### Task
Print the entries that appear below, exactly as written and without their pictures.

(Records from a data collection)
↓↓↓

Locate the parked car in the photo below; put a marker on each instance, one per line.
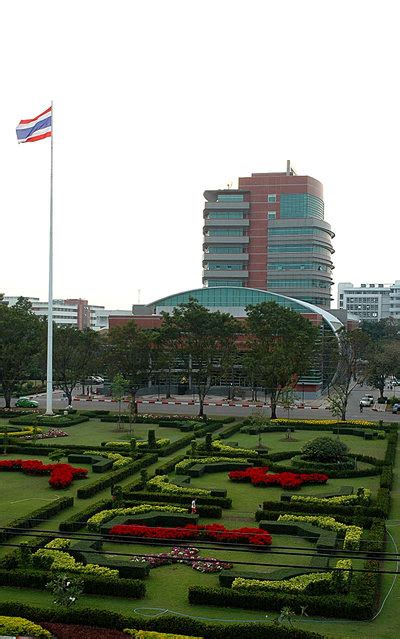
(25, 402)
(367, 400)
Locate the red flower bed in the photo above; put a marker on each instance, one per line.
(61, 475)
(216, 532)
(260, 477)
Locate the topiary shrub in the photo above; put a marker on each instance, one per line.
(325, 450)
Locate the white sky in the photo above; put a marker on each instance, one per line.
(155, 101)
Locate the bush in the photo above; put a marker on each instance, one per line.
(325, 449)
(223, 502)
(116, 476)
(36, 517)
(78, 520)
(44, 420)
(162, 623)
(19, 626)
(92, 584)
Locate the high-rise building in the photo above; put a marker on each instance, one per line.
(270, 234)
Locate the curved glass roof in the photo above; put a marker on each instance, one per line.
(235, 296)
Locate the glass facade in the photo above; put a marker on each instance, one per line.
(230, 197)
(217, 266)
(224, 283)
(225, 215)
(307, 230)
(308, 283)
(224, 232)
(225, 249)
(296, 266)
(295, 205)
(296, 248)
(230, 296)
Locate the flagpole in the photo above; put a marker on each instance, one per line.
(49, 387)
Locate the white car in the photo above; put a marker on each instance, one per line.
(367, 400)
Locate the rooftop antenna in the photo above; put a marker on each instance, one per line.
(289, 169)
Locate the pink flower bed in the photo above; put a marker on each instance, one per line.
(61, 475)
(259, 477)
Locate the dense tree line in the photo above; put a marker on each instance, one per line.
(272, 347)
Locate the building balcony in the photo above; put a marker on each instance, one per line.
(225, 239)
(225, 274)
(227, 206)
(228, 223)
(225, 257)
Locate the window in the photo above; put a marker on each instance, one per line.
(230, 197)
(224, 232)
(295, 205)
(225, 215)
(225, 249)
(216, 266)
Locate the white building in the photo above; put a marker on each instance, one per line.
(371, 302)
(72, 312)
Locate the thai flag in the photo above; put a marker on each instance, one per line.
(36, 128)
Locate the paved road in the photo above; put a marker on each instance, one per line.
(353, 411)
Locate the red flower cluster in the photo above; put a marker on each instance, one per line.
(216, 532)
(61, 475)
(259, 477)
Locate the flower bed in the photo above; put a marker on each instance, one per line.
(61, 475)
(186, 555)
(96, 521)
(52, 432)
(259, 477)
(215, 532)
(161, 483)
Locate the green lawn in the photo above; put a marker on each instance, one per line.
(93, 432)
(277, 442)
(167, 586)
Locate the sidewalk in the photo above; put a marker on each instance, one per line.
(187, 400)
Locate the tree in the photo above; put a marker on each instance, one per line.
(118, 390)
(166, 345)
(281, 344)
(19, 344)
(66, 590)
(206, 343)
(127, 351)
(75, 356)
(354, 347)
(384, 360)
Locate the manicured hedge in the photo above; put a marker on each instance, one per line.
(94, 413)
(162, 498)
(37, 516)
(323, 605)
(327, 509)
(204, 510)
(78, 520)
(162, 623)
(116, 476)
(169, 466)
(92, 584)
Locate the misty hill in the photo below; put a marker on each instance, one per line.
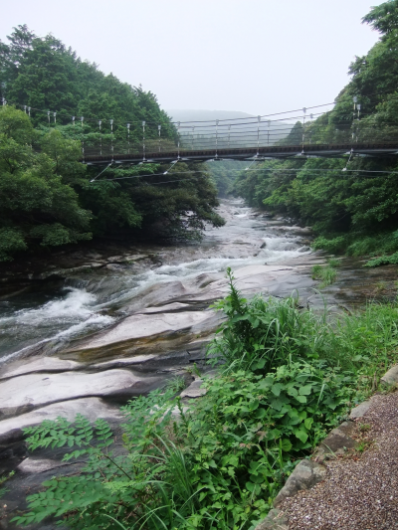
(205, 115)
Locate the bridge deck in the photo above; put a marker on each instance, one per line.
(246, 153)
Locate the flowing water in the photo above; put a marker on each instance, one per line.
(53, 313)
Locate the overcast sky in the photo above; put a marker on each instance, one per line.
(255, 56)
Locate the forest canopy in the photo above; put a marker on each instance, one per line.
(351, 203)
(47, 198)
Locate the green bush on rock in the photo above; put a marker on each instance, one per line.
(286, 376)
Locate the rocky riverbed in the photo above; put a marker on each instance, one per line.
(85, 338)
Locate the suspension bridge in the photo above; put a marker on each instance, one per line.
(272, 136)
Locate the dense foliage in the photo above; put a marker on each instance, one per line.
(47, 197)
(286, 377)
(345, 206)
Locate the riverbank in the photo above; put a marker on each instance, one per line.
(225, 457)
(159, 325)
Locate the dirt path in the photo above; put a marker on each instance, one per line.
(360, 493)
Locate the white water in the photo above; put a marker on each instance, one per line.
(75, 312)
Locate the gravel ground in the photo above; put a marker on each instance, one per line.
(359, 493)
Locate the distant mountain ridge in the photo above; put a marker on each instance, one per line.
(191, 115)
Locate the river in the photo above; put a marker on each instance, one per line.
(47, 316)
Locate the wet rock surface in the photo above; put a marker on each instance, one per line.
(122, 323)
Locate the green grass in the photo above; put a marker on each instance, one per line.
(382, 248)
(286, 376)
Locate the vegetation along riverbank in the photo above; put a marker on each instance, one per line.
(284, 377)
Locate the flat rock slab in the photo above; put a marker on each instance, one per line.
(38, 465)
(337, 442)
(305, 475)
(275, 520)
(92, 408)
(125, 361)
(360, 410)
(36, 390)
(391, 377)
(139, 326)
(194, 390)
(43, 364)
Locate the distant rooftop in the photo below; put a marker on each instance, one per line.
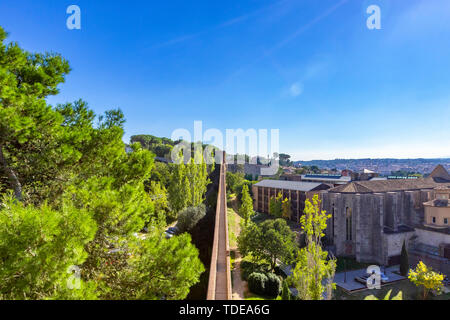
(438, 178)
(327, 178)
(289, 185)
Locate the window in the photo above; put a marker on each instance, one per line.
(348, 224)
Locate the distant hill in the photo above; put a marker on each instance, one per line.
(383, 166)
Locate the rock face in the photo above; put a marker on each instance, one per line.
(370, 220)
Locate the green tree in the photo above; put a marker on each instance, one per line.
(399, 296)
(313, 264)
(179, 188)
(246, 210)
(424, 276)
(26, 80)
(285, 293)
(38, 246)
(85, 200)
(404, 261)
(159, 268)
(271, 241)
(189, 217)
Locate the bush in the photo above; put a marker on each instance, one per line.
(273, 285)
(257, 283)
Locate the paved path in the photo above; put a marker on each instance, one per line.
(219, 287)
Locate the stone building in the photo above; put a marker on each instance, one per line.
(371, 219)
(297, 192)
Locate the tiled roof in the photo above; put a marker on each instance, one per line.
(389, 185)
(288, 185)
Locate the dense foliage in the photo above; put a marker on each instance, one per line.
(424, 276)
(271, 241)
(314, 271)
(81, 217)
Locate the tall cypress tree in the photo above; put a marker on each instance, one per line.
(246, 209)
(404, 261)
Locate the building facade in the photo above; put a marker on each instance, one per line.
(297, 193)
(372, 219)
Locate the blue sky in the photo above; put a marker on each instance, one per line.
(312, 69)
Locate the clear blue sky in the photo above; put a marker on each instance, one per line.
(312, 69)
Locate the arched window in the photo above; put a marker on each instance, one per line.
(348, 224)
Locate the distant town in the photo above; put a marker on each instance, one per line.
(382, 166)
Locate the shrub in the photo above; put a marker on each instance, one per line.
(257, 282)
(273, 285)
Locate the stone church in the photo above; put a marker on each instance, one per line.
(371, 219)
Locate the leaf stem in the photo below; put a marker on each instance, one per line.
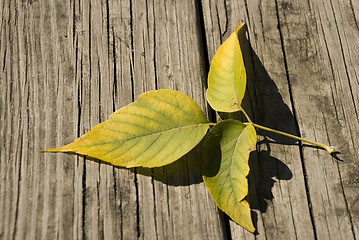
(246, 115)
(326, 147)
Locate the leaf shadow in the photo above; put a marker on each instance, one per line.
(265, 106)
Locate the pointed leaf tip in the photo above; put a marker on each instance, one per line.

↑↑↑

### Solution below
Locate the parked car in the photo below; put a marker on each instance, one per line.
(25, 402)
(367, 400)
Locate the red flower bed in the photo above; put a marker on each instance, one per line.
(61, 475)
(216, 532)
(260, 477)
Locate the topiary shrub in the photo above; put a marker on each instance, one per line.
(325, 450)
Locate the white sky in the photo above; put a marker on each instance, one per line.
(155, 101)
Locate the bush in the photo above; put a marker on each instance, one per line.
(325, 449)
(223, 502)
(116, 476)
(36, 517)
(78, 520)
(44, 420)
(162, 623)
(19, 626)
(92, 584)
Locate the high-rise building in the photo above; put a marker on each instance, one per line.
(270, 234)
Locate the curved glass roof in the photo above; put a marker on each instance, one per line.
(235, 296)
Locate the glass facade in the photo above; put a marker on each instance, one per line.
(230, 197)
(217, 266)
(224, 283)
(225, 215)
(307, 230)
(308, 283)
(224, 232)
(225, 249)
(296, 266)
(295, 205)
(296, 248)
(230, 296)
Locate the flagpole in the photo above; put a marker on each instance, one per line.
(49, 387)
Locate the white car in the photo above; put a marker on each instance, one per line.
(367, 400)
Locate the rooftop antenna in the photo above; put a marker on each instance, one per line.
(289, 169)
Locate the pink flower bed in the photo above; put a marker on each instance, one per line.
(61, 475)
(259, 477)
Locate the dense tree line in the photo above; put a marker on each instance, one per line.
(272, 347)
Locate the building balcony in the photo above; put a marker on each instance, one per line.
(225, 239)
(225, 274)
(227, 206)
(228, 223)
(225, 257)
Locate the window in the photo above; put a marker on each instance, one per line.
(230, 197)
(224, 232)
(295, 205)
(225, 215)
(225, 249)
(216, 266)
Locate the white building in the photo above; put a marker on each instance, one per line.
(371, 302)
(72, 312)
Locate the thai flag in the photo above; put a marker on each instance, one per line.
(36, 128)
Locate the paved road in the photo above; put a marker on each instance, one per line.
(353, 411)
Locate the red flower cluster in the photo above; put a marker on each instance, one per line.
(216, 532)
(61, 475)
(259, 477)
Locate the flower bed in the photo above; put a marker on each instance, one per line.
(61, 475)
(186, 555)
(96, 521)
(52, 432)
(259, 477)
(215, 532)
(161, 483)
Locate the green lawn in the photo above; put a marker on each instance, one per line.
(93, 432)
(277, 442)
(167, 586)
Locate the sidewalk in the photo above; put a marker on each instance, one per line.
(187, 400)
Locate the tree in the photo above; put a marker on each instance, one per line.
(118, 390)
(166, 345)
(281, 344)
(19, 344)
(66, 590)
(206, 343)
(127, 351)
(75, 356)
(354, 347)
(384, 360)
Locate the manicured hedge in the photo above; put a marker on each instance, one per line.
(94, 413)
(162, 498)
(37, 516)
(323, 605)
(327, 509)
(204, 510)
(78, 520)
(162, 623)
(116, 476)
(169, 466)
(92, 584)
Locate the misty hill in the photo below; put a marker on each instance, one per line.
(205, 115)
Locate the bridge deck in the photo above; put a marker on each instance, one per line.
(246, 153)
Locate the flowing water in the photo above; put a marker on each instance, one per line.
(53, 313)
Locate the overcast sky in the photo above; put a marker on each instance, one per line.
(255, 56)
Locate the forest canopy in the photo above; put a marker on each instance, one per line.
(351, 203)
(47, 198)
Locate the green bush on rock in the photo above; put a marker on each instance, one per line.
(286, 376)
Locate the rocky riverbed in the photo above; put a marker on each instance, one per line.
(85, 338)
Locate the suspension bridge in the photo above; put a marker on each instance, one per line.
(272, 136)
Locate the dense foliage in the photo above; put a marker on each instance, one per line.
(47, 197)
(286, 377)
(345, 206)
Locate the riverbank in the photo above; put a marker on each instance, one per line.
(225, 457)
(159, 325)
Locate the dirt path in the photo above; put a marker on each instance, one per line.
(360, 493)
Locate the white water in the photo above; put a marker on each instance, one per line.
(75, 312)
Locate the gravel ground in the photo above; put a marker on each instance, one per line.
(359, 493)
Locate the distant mountain ridge in the photo above; put a marker on each instance, one per line.
(191, 115)
Locate the river in the photo above; put a marker on each instance, one per line.
(47, 316)
Locate the wet rock surface in the photo above; put a marker on each instance, one per line.
(122, 323)
Locate the green grass in the photo above; put a marker on each instance, one per line.
(382, 248)
(286, 376)
Locate the vegetation along riverbank in the photo above; put a marker on each instance, one per line.
(284, 377)
Locate the flat rock slab in the photo above; put a marker on each instance, one per line.
(38, 465)
(337, 442)
(305, 475)
(275, 520)
(92, 408)
(125, 361)
(360, 410)
(36, 390)
(391, 377)
(139, 326)
(194, 390)
(43, 364)
Locate the distant rooftop in the photo below; put a marker on each instance, one per line.
(438, 178)
(327, 178)
(289, 185)
Locate the window in the photo above; put a marker on each instance, one per line.
(348, 224)
Locate the distant hill in the photo above; put a marker on each instance, one per line.
(383, 166)
Locate the rock face in the photo above; put a marker on each instance, one per line.
(370, 220)
Locate the green tree in the photo above; put a marker on each instance, one per line.
(399, 296)
(313, 264)
(179, 188)
(246, 210)
(424, 276)
(26, 80)
(285, 293)
(38, 246)
(85, 200)
(404, 261)
(159, 268)
(271, 241)
(189, 217)
Locate the bush in the photo above; put a marker on each instance, one per line.
(273, 285)
(257, 283)
Locate the paved path in the photo above; put a marker on each instance, one per line.
(219, 287)
Locate the stone building in the photo above; put a marker on each instance, one per line.
(371, 219)
(297, 192)
Locate the tiled roof in the photo above; put a marker on each instance, one per line.
(389, 185)
(288, 185)
Locate the dense foliage in the photo above; put a marker on each instance, one per line.
(424, 276)
(271, 241)
(314, 271)
(81, 217)
Locate the tall cypress tree in the photo above; put a marker on each instance, one per line.
(246, 209)
(404, 261)
Locate the building facade in the photo above; put a marker on each instance, one per line.
(297, 193)
(372, 219)
Locate the blue sky in the photo above; put a marker on each instance, one per line.
(312, 69)
Locate the clear blue sky in the photo above; put a marker on each instance, one per line.
(312, 69)
Locate the arched window in the photo above; put a marker on each instance, one per line.
(348, 224)
Locate the distant town in the photo above; put a marker on each instance, one per line.
(382, 166)
Locate the shrub in the photo above; put a marker on each instance, one per line.
(257, 282)
(273, 285)
Locate the stone church in the photo above; put a marker on each instance, one per line.
(371, 219)
Locate the leaf stem in the photo below; put a marker on each instance, one per line.
(246, 115)
(326, 147)
Locate the leaf shadow in the photo above; put a marker on each instance, one per line.
(265, 106)
Locate the pointed leaf tip in the photo above; put a marker on each instance, one per line.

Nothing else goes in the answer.